Records to process:
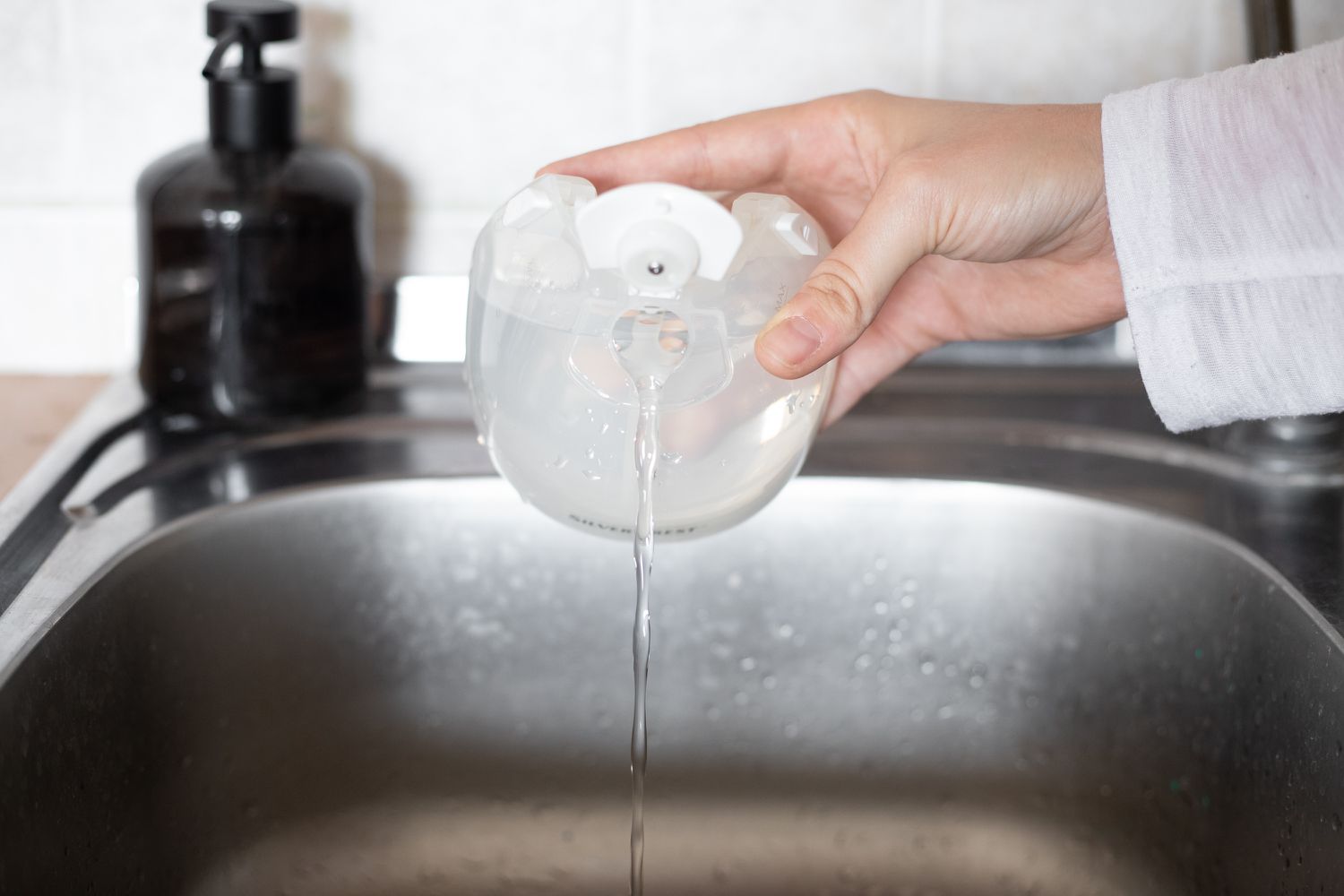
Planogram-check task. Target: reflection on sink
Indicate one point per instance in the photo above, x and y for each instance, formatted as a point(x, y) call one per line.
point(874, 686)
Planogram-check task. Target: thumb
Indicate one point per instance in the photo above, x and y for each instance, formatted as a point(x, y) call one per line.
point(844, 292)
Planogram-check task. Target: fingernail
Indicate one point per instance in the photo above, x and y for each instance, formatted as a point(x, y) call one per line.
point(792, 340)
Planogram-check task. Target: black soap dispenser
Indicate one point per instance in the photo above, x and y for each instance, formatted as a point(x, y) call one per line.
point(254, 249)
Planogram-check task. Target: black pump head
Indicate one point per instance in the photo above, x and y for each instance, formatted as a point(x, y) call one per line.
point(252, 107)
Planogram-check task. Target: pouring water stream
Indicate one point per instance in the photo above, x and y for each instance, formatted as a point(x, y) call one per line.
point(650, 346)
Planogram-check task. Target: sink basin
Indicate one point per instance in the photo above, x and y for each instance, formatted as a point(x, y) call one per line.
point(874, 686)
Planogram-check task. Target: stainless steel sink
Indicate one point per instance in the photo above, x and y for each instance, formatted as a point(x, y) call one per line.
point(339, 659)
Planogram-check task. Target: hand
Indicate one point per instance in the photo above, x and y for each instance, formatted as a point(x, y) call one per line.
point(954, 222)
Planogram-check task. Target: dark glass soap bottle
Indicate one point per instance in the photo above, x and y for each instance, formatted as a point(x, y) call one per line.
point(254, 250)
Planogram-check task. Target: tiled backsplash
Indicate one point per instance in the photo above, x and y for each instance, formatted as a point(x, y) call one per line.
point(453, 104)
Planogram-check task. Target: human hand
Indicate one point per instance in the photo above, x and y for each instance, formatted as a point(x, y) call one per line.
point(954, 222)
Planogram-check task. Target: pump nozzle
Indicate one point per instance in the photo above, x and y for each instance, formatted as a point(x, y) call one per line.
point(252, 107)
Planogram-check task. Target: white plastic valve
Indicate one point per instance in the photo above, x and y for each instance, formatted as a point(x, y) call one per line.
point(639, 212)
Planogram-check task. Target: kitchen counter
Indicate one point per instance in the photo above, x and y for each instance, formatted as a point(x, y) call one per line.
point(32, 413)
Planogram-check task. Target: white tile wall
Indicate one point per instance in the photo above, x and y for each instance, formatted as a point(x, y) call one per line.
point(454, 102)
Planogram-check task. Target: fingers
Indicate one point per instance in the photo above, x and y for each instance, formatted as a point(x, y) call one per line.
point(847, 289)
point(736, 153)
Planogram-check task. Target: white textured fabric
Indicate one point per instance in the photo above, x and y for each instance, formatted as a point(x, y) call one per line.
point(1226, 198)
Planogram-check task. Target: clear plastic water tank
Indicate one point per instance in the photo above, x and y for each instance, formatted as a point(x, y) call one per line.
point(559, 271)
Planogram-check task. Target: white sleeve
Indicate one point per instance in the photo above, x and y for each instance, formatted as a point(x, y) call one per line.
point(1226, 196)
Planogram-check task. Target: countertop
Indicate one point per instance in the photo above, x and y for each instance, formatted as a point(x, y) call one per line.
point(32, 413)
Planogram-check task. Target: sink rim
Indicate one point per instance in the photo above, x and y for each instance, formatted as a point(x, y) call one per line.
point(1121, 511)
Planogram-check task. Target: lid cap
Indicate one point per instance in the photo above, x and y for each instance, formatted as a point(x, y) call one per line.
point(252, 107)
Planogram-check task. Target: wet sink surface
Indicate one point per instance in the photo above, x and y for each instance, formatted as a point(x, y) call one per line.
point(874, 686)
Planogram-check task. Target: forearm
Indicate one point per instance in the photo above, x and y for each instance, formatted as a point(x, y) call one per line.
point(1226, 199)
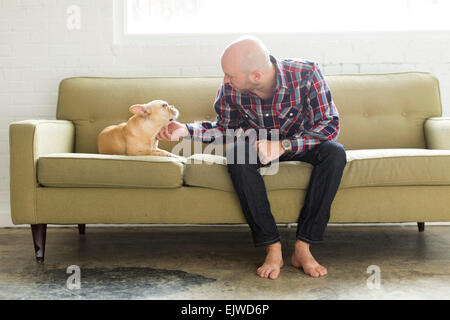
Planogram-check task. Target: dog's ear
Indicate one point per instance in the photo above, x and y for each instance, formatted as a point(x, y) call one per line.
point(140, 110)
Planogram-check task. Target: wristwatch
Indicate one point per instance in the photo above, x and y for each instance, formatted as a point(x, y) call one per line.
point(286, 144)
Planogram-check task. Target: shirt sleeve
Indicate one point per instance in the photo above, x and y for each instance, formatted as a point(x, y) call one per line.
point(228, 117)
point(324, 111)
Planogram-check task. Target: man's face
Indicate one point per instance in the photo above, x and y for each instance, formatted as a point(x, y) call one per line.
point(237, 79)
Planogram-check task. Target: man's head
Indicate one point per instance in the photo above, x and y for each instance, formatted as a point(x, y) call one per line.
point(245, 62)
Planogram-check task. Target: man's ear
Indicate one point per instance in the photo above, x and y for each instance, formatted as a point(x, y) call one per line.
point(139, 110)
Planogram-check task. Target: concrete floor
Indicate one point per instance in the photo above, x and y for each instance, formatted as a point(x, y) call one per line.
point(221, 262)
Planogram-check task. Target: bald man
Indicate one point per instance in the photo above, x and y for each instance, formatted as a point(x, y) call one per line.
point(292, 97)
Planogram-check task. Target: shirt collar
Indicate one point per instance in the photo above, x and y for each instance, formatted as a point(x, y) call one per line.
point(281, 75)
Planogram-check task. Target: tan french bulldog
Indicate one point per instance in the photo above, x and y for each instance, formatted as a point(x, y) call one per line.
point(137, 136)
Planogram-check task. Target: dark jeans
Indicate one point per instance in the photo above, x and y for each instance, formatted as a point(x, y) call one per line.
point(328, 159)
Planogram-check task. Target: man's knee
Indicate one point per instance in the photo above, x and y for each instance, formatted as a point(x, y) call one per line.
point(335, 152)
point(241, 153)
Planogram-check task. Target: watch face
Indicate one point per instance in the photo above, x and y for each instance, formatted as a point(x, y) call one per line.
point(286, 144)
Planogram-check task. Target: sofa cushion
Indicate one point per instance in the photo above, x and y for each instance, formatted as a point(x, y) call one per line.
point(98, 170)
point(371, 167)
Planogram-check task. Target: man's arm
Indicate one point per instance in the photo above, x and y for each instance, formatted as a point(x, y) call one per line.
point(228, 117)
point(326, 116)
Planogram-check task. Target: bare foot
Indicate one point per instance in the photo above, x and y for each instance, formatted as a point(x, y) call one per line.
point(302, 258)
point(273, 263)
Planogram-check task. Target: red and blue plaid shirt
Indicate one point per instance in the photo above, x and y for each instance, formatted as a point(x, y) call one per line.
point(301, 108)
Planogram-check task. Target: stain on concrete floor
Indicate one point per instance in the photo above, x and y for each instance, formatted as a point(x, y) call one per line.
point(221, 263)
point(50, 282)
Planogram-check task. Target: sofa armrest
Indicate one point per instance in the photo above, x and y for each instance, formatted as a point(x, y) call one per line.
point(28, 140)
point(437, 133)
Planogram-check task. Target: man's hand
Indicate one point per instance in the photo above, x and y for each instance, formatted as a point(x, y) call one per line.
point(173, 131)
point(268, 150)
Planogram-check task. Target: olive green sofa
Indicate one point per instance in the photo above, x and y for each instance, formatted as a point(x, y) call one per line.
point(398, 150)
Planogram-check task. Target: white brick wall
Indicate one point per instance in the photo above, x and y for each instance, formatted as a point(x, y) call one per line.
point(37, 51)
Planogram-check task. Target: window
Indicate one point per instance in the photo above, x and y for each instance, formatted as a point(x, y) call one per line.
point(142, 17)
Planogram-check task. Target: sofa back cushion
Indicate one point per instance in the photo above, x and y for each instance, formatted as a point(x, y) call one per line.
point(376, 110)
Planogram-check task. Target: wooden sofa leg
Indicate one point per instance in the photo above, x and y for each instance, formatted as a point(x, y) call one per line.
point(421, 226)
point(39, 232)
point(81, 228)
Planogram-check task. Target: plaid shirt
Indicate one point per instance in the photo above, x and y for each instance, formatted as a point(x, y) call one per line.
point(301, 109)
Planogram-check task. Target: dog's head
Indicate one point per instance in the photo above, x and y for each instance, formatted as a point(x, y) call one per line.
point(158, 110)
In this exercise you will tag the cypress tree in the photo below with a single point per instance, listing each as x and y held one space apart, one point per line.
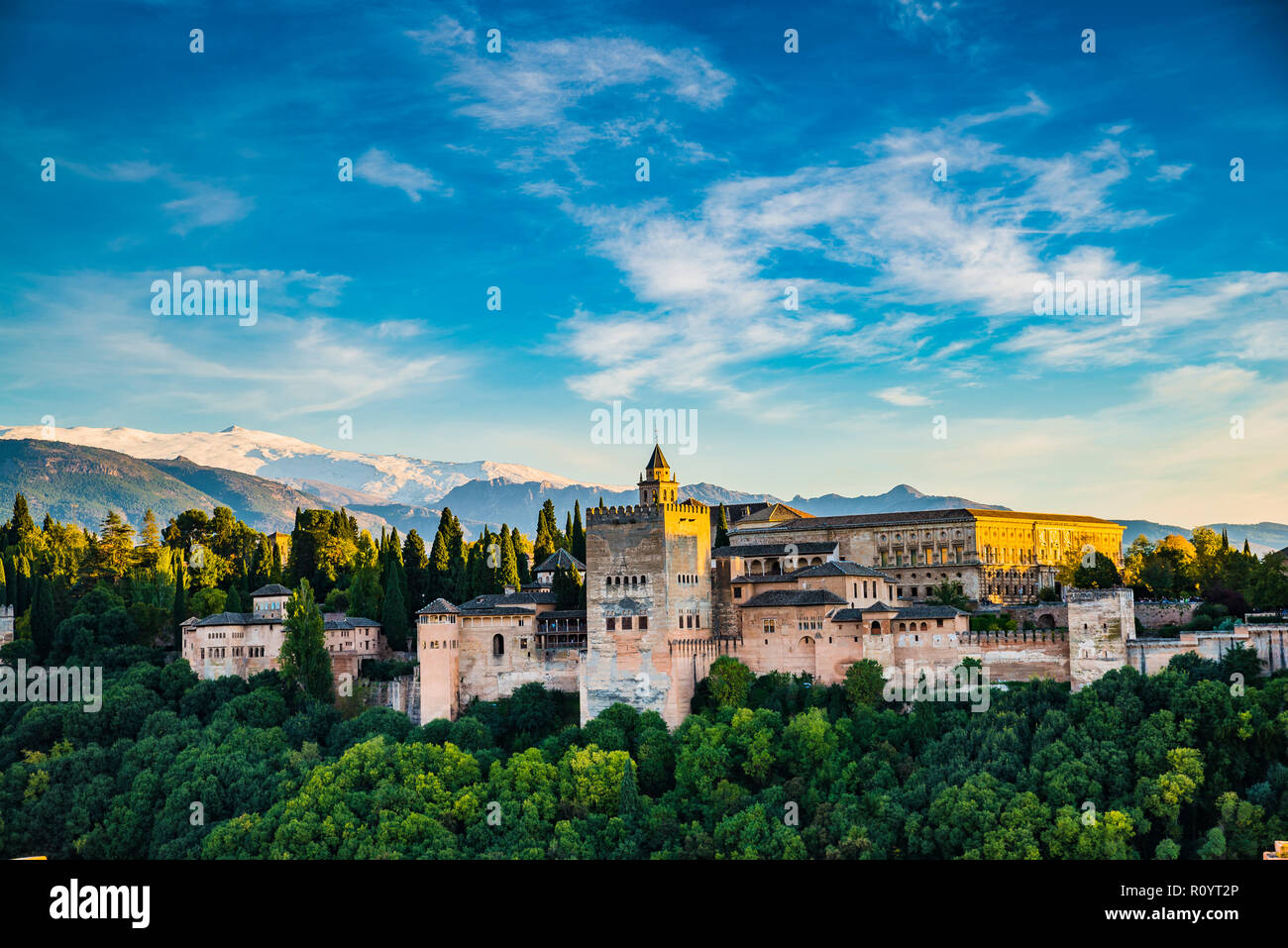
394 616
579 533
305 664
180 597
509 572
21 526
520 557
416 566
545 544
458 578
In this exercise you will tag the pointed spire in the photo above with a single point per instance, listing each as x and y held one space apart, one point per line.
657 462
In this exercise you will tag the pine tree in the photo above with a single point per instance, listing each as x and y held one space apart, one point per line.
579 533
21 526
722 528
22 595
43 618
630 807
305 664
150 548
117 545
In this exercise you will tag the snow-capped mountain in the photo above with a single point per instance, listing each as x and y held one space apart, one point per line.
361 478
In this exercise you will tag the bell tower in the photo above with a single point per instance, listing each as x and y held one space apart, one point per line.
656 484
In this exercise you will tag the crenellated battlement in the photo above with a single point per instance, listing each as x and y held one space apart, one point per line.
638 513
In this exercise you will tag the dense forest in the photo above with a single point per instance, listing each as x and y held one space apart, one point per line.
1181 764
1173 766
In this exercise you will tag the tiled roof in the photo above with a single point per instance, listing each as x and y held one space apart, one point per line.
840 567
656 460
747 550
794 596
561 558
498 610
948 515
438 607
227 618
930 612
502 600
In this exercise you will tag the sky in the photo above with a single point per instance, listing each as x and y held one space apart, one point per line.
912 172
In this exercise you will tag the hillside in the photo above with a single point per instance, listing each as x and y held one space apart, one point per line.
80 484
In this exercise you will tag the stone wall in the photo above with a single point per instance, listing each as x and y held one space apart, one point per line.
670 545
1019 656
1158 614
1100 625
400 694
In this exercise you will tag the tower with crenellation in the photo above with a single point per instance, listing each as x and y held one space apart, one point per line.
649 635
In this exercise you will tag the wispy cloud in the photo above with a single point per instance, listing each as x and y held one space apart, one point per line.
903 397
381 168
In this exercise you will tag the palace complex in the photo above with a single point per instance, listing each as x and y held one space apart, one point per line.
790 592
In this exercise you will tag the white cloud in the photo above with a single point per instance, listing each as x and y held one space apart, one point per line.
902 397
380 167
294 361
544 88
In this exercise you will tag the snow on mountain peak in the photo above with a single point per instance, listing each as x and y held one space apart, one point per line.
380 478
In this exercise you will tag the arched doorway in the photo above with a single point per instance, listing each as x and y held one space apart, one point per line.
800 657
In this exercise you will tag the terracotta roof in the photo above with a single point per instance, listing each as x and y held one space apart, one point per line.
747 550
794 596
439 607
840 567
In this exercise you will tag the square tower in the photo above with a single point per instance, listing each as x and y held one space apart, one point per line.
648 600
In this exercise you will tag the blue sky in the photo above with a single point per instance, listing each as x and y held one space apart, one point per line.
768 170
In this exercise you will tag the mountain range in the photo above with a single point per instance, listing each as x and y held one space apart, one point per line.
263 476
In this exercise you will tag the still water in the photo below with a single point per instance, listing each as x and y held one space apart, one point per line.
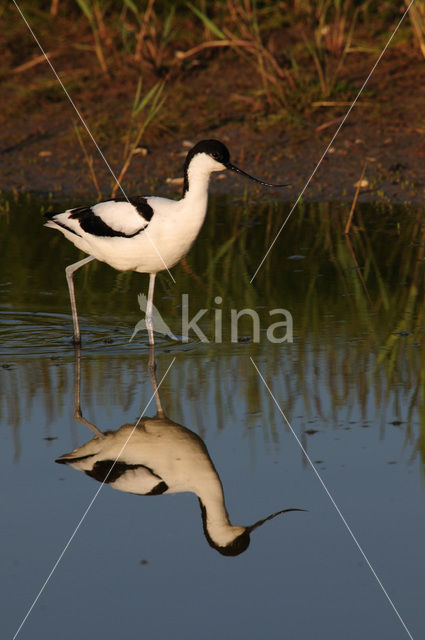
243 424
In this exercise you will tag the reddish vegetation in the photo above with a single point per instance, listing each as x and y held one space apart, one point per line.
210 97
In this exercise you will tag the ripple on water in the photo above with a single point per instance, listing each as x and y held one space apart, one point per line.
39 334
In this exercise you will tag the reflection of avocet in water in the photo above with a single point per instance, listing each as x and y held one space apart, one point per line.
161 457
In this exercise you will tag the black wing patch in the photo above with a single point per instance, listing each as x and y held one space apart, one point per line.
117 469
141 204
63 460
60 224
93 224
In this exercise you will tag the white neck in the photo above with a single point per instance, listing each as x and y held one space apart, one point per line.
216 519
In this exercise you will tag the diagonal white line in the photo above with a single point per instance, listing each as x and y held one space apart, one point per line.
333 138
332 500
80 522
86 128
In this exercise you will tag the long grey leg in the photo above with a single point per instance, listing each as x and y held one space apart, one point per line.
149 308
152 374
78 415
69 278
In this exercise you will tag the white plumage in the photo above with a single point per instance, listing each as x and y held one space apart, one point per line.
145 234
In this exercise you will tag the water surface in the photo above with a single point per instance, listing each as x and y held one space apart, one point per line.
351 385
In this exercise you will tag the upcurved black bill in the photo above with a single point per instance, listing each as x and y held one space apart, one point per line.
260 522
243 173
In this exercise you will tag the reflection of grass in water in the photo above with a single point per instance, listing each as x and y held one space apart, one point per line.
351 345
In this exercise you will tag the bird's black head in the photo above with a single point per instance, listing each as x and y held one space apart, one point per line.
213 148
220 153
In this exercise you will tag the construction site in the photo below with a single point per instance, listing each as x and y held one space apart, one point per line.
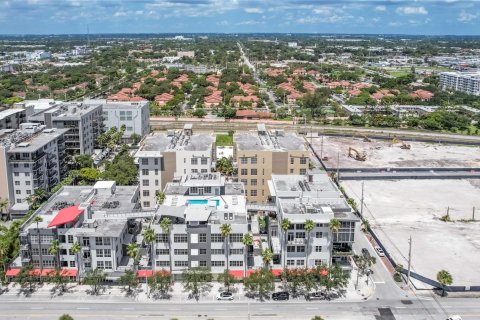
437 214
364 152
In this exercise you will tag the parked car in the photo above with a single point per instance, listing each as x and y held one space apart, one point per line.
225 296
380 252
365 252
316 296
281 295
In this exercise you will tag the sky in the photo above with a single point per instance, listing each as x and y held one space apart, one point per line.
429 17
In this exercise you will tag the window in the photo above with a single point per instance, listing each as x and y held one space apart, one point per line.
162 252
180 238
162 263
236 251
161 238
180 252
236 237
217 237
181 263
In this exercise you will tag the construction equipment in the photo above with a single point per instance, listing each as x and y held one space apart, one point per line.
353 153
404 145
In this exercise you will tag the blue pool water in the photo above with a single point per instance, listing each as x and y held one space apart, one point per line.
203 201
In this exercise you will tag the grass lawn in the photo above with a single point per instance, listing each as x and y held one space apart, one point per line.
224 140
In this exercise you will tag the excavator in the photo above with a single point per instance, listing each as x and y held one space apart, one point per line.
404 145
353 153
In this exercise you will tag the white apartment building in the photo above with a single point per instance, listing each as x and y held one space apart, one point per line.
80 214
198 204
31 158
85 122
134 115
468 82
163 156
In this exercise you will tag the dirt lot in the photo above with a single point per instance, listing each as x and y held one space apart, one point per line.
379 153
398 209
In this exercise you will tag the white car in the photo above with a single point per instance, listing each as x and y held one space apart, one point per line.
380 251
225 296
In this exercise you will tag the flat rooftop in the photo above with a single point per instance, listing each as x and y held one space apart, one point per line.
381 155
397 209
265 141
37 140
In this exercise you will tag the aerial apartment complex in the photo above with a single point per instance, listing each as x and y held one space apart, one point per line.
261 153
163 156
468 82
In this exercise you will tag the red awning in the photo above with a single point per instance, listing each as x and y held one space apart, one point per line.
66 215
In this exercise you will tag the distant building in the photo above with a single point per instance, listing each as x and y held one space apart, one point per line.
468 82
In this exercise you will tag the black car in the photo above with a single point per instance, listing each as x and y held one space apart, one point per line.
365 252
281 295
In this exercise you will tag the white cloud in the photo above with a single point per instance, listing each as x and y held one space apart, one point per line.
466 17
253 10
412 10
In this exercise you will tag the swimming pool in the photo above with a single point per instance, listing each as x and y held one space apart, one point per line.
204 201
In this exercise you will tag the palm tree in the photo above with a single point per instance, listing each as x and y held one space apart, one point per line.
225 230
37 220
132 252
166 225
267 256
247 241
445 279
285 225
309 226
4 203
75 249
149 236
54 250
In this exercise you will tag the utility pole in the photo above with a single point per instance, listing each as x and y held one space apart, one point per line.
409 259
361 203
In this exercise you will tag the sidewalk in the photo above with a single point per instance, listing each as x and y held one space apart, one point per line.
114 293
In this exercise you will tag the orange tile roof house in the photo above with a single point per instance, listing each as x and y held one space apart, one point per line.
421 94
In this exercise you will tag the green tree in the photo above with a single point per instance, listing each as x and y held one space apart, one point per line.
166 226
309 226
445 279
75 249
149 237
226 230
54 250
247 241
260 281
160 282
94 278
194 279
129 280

Task description: Every line of the listing that includes the word "plaid" belongs in the answer.

Result of the task:
Planogram-check task. Target: red and blue plaid shirt
Planogram-check task. Target: plaid shirt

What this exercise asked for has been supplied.